- SUPPLIED PASSAGE -

==============================

# Intersection multiplicity as the dimension of a vector space

I'm trying to solve the following problem in Dino Lorenzini's book on arithmetic geometry:

Let $f,g\in k[x,y]$ be coprime and assume that $P=(0,0)\in V(f)\cap V(g)$ is a nonsingular point of $f$. Show that $V=k[x,y]/(f,g)$ is a finite dimensional $k$-vector space and that the intersection multiplicity of $f$ and $g$ at $P$ equals $\dim_k V$. Here $k$ is assumed to be algebraically closed.

The finite dimensional part is trivial and I can solve it in more than one way. The shortest is probably noting that if $A=k[x]$ then computing the resultant of $f,g$ in $A$, we get

$\textrm{Res}_A(f,g)=uf+vg\in (f,g)$,

so the resultant, being an element of $k[x]$, gives a nontrivial relation of $x$ in $k[x,y]/(f,g)$. The same can be repeated for $y$ by setting $A=k[y]$.

==============================

Transcribe verbatim the portion of the intersection multiplicity post above between "I'm trying to" and "by setting $A=k[y]$.", inclusive.

- MATERIAL PROVIDED -
==============================

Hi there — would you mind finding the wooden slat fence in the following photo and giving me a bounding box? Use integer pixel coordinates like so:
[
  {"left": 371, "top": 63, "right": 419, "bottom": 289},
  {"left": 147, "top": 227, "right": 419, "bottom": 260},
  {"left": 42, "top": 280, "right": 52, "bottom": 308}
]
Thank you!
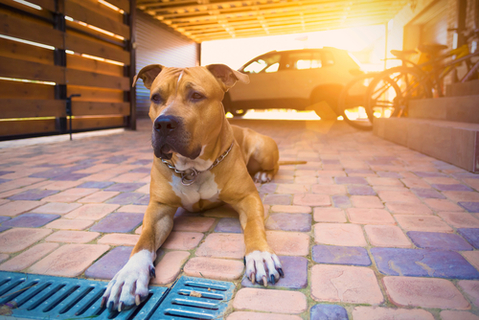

==============================

- CORRECT RESULT -
I'm trying to solve the following problem in Dino Lorenzini's book on arithmetic geometry:

Let $f,g\in k[x,y]$ be coprime and assume that $P=(0,0)\in V(f)\cap V(g)$ is a nonsingular point of $f$. Show that $V=k[x,y]/(f,g)$ is a finite dimensional $k$-vector space and that the intersection multiplicity of $f$ and $g$ at $P$ equals $\dim_k V$. Here $k$ is assumed to be algebraically closed.

The finite dimensional part is trivial and I can solve it in more than one way. The shortest is probably noting that if $A=k[x]$ then computing the resultant of $f,g$ in $A$, we get

$\textrm{Res}_A(f,g)=uf+vg\in (f,g)$,

so the resultant, being an element of $k[x]$, gives a nontrivial relation of $x$ in $k[x,y]/(f,g)$. The same can be repeated for $y$ by setting $A=k[y]$.